### EXCERPTED RECORDS
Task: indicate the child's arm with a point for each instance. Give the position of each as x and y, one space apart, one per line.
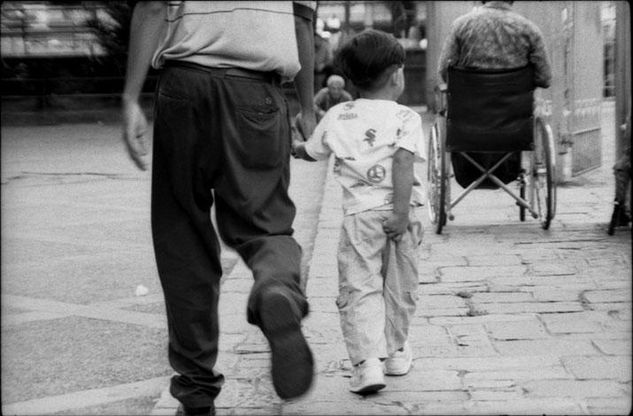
402 173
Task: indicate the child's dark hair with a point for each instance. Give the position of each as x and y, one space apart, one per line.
367 58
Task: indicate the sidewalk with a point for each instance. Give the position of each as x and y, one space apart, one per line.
512 319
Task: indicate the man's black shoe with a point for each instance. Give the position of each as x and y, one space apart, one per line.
292 362
198 411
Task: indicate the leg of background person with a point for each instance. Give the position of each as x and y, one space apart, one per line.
186 247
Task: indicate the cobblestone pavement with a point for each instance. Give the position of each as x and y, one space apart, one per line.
512 319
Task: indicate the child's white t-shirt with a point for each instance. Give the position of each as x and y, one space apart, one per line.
364 135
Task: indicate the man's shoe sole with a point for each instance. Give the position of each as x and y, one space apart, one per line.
292 361
370 388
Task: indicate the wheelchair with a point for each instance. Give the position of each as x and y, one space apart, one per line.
486 134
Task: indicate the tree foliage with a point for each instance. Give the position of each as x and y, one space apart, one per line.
113 33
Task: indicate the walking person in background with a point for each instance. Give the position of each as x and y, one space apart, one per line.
331 95
221 125
375 141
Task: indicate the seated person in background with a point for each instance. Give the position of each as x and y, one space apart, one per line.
493 36
331 95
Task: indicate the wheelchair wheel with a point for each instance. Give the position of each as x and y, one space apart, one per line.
522 195
437 178
544 173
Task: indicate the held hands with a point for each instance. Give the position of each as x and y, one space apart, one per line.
396 225
135 133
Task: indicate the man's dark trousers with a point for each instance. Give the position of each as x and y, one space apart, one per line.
226 130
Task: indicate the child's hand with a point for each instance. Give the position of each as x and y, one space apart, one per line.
396 225
293 149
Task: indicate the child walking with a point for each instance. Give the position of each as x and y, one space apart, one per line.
375 142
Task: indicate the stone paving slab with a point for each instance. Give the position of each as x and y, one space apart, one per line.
512 319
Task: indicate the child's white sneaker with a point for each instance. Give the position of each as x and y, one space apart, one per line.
399 363
367 377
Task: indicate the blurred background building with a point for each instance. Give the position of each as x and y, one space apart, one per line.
64 56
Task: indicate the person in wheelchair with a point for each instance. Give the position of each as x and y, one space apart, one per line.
493 37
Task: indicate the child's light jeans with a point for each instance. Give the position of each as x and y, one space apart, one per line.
378 283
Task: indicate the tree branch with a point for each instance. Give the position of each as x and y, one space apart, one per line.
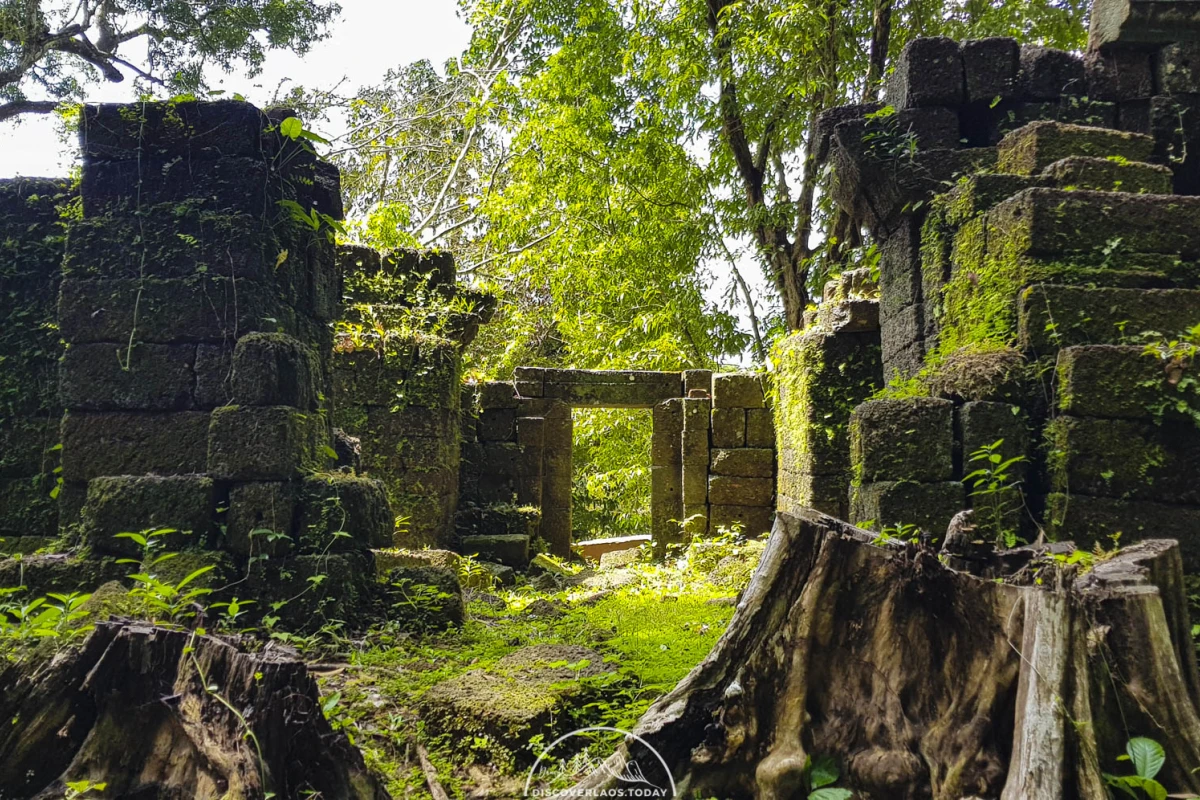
18 107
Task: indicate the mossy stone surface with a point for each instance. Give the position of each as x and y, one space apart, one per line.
521 696
1125 458
1031 149
891 504
339 512
95 445
1109 380
133 504
275 370
909 439
267 443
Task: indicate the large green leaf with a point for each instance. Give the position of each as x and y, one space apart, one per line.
1147 756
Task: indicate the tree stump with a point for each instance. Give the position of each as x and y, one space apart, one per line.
929 681
157 713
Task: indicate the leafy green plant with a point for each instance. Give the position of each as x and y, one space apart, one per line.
1147 757
1177 392
995 494
820 775
163 600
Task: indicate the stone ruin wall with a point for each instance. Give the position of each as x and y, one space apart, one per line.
1035 211
712 456
31 233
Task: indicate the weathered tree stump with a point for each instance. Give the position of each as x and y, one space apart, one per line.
160 714
925 681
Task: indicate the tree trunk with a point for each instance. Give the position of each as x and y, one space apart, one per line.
159 714
928 681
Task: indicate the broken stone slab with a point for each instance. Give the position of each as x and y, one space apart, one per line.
929 72
1143 22
510 549
909 439
1109 380
1053 317
1108 175
1031 149
525 693
738 390
136 504
133 444
1120 73
743 462
751 521
892 504
1131 459
1047 73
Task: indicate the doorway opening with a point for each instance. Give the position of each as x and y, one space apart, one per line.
610 473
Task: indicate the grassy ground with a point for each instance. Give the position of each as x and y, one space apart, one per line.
652 621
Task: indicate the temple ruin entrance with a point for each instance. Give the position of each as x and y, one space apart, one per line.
611 473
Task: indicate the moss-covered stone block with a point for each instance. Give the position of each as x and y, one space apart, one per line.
1109 380
511 549
523 695
27 507
1089 521
729 427
267 443
909 439
1031 149
979 425
135 504
732 489
421 373
28 446
60 572
197 310
760 427
173 443
118 378
187 130
262 518
424 597
891 504
743 462
738 390
750 519
342 512
1051 222
1125 458
802 489
275 370
821 378
1054 317
1109 175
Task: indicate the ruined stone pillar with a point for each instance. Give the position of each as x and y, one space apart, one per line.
666 474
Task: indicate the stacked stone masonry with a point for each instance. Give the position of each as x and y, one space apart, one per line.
195 383
1019 290
31 232
712 455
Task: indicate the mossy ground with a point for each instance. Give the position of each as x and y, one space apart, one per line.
651 623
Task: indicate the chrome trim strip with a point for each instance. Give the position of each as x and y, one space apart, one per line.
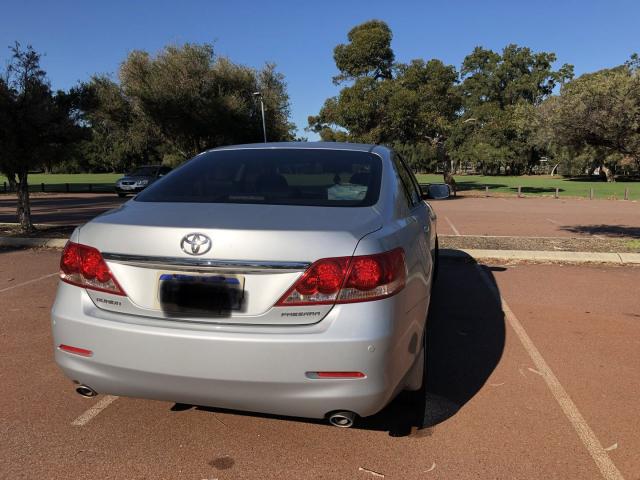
197 264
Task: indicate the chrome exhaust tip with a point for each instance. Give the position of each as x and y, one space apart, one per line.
85 391
342 419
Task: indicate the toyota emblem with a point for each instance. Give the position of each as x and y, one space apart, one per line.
195 244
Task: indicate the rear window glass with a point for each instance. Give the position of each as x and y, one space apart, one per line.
273 176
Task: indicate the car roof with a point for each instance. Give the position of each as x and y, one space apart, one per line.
358 147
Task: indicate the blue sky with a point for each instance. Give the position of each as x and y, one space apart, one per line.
80 38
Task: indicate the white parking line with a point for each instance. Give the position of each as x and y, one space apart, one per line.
600 456
87 416
455 230
17 285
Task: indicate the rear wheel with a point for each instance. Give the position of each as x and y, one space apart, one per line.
436 262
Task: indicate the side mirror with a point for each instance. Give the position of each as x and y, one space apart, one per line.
435 191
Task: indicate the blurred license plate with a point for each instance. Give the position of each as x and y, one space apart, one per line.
203 295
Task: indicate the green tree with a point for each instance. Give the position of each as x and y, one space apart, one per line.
36 124
498 93
601 111
196 100
368 52
121 136
403 104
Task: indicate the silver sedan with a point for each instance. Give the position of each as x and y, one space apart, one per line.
285 278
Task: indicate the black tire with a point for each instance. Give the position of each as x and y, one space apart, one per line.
436 263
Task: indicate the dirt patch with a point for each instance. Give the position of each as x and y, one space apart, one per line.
552 244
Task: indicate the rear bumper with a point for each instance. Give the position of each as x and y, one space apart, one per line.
260 369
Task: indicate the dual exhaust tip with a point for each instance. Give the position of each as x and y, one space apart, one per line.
340 419
85 391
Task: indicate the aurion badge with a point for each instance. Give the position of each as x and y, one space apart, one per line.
195 243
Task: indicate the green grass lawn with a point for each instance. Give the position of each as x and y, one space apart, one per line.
531 185
57 178
540 185
56 182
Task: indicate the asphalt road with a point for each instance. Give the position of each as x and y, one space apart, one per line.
540 217
544 385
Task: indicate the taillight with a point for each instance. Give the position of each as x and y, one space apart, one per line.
348 279
84 266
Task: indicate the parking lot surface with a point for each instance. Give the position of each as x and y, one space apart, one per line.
500 337
539 217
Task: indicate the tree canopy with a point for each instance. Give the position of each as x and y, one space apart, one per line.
598 113
36 125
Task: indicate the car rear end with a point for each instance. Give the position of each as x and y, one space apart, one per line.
296 306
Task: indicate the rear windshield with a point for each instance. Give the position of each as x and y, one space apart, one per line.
273 176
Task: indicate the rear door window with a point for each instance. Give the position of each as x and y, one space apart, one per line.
273 176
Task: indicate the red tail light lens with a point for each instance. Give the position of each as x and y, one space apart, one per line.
84 266
349 279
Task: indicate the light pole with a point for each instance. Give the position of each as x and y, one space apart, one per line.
264 126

### STATED GOAL
Extract the part of the records that starts with the line containing "Task: indicate the green grass" and runs through the final line of the records, reproducing every line unchanged.

### FINAL ANSWER
Task: indicate the green grass lawn with a point for each instance. Give the position of each as x and y, one space apart, one per line.
531 185
57 178
540 185
56 182
Task: indicate the asphalt road with a point for each instance. Give the position of each as x and y, one space apart, one per line.
540 217
544 385
Task: indicate the taillight with a point for each instance. Give the position of each as x and y, one space apart, one per line.
348 279
84 266
Task: indicate the parking lot surface with a point for each instance. Give the position of each as x and y, one space apart, one per line.
500 337
539 217
Task: indicate the tree canopy with a point for each instance. Give the position of each as x and y, one space apart, one per line.
598 113
36 125
Task: indicate the car rear end with a point for each instance. Give the position of each as x and y, one space apart, one per line.
296 306
Task: indicate the rear windshield with a point for each instance. Give the position of each as x and y, one space apart, one per line.
273 176
Task: indicate the rear door window with a point for each instance. Give the position of each as x and y, one space apart, one per line.
273 176
Task: indicate the red tail light lens with a point for each instance. Give the position of each as x and y, one space apart, one per line.
84 266
349 279
Task: indicate the light pole with a point for each instance. Give the position of each as x and y, one space apart, one per line.
264 126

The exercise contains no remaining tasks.